SOURCE TEXT
****************

By Dan Plouffe
The moment that inspired Isabelle Weidemann’s Olympic dream replayed itself a dozen years later on the other side of the world, as the 26-year-old replicated fellow Ottawa native Kristina Groves’ women’s 3,000 metres bronze medal win from the opening day of speed skating at Vancouver 2010.
“It’s pretty surreal right now,” Weidemann told the CBC after the Feb. 5 race. “I’m pretty emotional, but I’m very excited.”
Watch Weidemann’s full race at: https://www.cbc.ca/player/play/2000067139630
And CBC’s full race broadcast at: https://www.cbc.ca/player/play/1992003651774
Sitting 7th at the 1,400-metre intermediate time, viewers may have thought that Weidemann was fading (like fellow Ottawa skater Ivanie Blondin had in the previous pair en route to a 14th-place finish), but those who have watched her win 23 medals know a strong finish is her signature.
“I think I hit about four laps to go and I could see my pair was starting to slow down a little bit, and I knew I had a little bit more so I think at that point I was like, ‘I can fight this,'” recounted Weidemann, who guaranteed her podium place with a time of 3 minutes, 58.64 seconds that ranked 1st through 9 of 10 pairs.
The Netherlands’ Irene Schouten wound up surpassing Weidemann with an Olympic-record time of 3:56.93 to win the competition, while Italy’s Francesca Lollobrigida took 2nd in 3:58.06.

****************

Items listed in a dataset
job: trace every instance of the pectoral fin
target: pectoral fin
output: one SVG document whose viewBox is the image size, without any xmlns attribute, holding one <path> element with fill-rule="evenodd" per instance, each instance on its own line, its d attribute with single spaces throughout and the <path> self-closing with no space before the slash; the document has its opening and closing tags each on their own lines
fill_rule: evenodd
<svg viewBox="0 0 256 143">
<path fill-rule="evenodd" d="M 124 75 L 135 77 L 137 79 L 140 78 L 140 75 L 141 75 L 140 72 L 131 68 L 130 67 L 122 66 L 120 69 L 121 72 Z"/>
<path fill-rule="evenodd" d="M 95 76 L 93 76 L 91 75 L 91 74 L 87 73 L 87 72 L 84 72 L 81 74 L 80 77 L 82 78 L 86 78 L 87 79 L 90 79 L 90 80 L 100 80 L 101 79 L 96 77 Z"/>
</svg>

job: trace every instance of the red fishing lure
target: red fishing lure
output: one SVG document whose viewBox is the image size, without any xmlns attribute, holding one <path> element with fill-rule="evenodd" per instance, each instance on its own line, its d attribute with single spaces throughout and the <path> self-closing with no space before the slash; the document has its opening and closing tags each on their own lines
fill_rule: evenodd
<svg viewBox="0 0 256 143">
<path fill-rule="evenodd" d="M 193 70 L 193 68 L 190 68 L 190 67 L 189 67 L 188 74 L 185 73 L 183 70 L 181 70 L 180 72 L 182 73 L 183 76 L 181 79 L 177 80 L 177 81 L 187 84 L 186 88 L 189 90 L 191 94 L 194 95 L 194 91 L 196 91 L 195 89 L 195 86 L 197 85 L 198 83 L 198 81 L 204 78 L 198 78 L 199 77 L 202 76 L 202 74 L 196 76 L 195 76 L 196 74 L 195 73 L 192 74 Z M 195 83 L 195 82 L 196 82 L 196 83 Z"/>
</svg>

****************

REQUIRED TASKS
#1 Using the speed skating article, answer the following:
(a) In what place was Weidemann sitting at the 1,400-metre intermediate time?
(b) What time did Weidemann record in the race?
(c) Who won the event, and with what time?
#2 Supply the next few paragraphs of the speed skating article, beginning after its final sentence.

EXERCISE ANSWERS
#1
(a) 7th
(b) 3 minutes, 58.64 seconds
(c) Irene Schouten of the Netherlands, with an Olympic-record time of 3:56.93

#2
The woman Weidemann knocked off the podium was none other than Martina Sablikova, who was the champion of Groves’ 3,000 m race in Vancouver.
Just 14 at the time of Groves’ surprise podium to kick off the 2010 Games, Weidemann says that triumph was the moment where she decided she wanted to go to the Olympics herself.
“I wasn’t really involved with speed skating yet. I was at the club level, you know, skate once a week or whatever. And to be honest, I wasn’t totally sold on speed skating,” the Gloucester Concordes product reflected during a CBC Sports Player’s Own Voice Podcast episode. “But I watched her race and I was like, ‘Oh, I want to be a part of that.'”
Groves’ path to 4 Olympic medals and 3 World Championship titles mirrors Weidemann’s journey to date in many aspects. Neither were international stars as juniors, but they slowly but surely kept on chugging up the ranks and progressing up the ranks.
“She is my hometown hero, we’re both from Ottawa, she grew up skating on the same oval that I did,” Weidemann highlighted. “And growing up, a lot of people would point her out to me. They’d be like: ‘Kristina Groves, you look just like her, you could skate just like her.’

“And that really, really fuelled me as a kid, you know, a 13-year-old gangly kid at the Oval. And I was like, ‘Oh man, I just want to be like Kristina Groves.’
“She skates so fast, and it made me so excited about speed skating. Watching somebody from my hometown, from my home oval, my home club, skate on the World Cup circuit, skate at the Olympics – it was so incredible.”
Weidemann wound up winning the Kristina Groves Female Athlete of the Year Trophy from the Ottawa Sports Awards in 2018. (Groves won the award so many times from 2004-2010 that the organizing committee eventually named it after her shortly after her post-Vancouver retirement.)
And doing the colour commentary for Weidemann’s big moment – as she captured Canada’s first medal of Beijing 2022 and milestone 200th medal of all-time at the Winter Olympic Games – was none other than the legend herself.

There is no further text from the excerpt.